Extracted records
+-------+

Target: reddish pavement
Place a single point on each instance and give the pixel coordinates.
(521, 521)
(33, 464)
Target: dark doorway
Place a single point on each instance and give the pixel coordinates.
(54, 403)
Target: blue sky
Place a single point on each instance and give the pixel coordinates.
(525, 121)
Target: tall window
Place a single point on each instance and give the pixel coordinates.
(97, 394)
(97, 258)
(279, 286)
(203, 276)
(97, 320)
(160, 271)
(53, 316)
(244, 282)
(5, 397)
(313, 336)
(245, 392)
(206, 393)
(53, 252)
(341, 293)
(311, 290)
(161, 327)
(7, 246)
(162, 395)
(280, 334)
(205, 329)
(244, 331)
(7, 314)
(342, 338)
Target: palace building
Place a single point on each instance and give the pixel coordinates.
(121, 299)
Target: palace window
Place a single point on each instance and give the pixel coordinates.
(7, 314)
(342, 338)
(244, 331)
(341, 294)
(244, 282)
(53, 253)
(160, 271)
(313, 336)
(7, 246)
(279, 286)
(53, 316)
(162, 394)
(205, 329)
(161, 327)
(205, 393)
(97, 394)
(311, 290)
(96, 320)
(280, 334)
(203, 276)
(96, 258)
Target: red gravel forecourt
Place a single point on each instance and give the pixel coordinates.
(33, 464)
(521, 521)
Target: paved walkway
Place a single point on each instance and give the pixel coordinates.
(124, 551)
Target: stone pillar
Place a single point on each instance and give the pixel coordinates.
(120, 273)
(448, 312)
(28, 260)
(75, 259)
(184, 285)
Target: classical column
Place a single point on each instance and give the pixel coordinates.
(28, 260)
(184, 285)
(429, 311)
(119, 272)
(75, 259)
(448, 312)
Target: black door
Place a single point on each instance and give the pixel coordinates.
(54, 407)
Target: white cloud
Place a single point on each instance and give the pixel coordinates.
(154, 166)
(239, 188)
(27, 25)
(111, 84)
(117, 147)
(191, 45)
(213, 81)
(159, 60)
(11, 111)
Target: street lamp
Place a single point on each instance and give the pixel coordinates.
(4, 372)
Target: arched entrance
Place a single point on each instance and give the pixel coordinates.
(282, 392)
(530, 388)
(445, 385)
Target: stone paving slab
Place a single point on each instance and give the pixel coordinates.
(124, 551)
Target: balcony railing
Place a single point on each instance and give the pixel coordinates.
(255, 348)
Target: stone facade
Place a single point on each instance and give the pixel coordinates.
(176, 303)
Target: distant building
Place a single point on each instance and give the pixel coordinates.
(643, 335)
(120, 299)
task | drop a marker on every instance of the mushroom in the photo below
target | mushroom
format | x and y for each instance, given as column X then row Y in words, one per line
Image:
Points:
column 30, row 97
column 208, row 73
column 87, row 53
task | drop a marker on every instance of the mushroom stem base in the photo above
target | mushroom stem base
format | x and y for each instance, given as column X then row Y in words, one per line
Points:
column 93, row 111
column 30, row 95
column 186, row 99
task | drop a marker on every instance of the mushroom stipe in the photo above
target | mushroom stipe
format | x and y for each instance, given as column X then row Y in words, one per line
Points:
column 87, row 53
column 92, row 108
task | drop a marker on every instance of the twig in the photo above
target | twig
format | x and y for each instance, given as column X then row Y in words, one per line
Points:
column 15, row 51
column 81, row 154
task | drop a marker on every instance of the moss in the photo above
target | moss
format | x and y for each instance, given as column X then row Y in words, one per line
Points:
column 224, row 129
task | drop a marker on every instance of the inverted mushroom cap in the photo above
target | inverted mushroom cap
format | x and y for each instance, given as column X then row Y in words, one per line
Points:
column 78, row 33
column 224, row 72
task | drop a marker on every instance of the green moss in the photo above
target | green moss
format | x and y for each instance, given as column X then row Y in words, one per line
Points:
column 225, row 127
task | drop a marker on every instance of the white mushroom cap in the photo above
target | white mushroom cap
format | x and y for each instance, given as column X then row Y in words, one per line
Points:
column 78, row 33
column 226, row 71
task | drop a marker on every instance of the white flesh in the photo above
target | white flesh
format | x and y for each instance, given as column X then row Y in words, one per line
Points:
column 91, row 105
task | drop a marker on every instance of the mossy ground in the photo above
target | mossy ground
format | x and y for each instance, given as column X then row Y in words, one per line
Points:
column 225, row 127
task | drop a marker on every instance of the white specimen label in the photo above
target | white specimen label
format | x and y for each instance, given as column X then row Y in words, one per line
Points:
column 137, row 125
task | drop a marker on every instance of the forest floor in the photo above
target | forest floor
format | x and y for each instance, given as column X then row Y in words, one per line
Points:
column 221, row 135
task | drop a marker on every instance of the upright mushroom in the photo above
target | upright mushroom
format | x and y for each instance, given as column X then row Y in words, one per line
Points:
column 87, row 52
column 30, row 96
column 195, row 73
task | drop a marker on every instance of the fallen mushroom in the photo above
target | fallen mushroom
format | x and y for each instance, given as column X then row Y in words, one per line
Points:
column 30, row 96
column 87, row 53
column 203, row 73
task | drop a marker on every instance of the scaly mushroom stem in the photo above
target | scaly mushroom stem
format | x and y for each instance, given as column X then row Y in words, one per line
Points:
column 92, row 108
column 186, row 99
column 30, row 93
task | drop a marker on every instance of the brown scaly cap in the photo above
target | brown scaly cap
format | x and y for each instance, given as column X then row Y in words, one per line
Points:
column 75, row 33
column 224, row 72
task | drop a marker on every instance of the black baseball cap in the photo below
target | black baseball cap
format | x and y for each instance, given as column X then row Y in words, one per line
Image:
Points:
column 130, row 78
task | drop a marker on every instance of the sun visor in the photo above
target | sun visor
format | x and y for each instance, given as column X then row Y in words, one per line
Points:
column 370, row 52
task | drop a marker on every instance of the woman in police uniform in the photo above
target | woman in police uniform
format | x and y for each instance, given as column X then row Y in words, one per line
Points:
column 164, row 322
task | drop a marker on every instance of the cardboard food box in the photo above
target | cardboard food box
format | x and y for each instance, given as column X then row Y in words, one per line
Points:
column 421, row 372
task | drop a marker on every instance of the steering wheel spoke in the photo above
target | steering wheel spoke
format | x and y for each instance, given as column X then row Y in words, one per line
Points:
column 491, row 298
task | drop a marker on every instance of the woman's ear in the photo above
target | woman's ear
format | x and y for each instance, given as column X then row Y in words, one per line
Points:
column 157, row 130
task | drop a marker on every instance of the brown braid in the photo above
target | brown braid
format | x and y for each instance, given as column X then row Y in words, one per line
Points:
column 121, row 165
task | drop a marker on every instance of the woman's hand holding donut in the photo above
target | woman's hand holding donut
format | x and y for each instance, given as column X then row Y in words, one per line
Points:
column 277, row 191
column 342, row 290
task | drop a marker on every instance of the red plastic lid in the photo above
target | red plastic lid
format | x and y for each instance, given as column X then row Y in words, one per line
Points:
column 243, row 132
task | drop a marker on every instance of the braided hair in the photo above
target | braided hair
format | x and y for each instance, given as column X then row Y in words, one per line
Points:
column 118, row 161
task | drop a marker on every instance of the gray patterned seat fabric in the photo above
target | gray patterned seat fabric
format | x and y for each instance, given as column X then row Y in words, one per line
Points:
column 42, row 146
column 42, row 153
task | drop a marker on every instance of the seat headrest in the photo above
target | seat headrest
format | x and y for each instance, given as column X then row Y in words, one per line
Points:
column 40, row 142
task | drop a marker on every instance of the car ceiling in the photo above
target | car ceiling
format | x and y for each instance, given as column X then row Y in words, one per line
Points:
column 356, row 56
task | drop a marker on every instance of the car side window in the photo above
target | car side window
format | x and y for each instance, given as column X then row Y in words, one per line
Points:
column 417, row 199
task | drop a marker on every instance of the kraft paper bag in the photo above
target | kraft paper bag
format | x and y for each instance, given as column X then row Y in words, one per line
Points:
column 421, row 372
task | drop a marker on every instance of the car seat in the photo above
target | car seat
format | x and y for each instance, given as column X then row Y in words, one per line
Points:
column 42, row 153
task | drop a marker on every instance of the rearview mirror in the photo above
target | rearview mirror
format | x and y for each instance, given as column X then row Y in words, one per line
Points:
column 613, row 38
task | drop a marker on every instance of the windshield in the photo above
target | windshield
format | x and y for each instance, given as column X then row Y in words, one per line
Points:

+-------+

_EXERCISE_: Every line in the data that holds the string "kraft" should be returned.

_THE ANSWER_:
task | drop a marker on every instance of the kraft paper bag in the photo above
target | kraft paper bag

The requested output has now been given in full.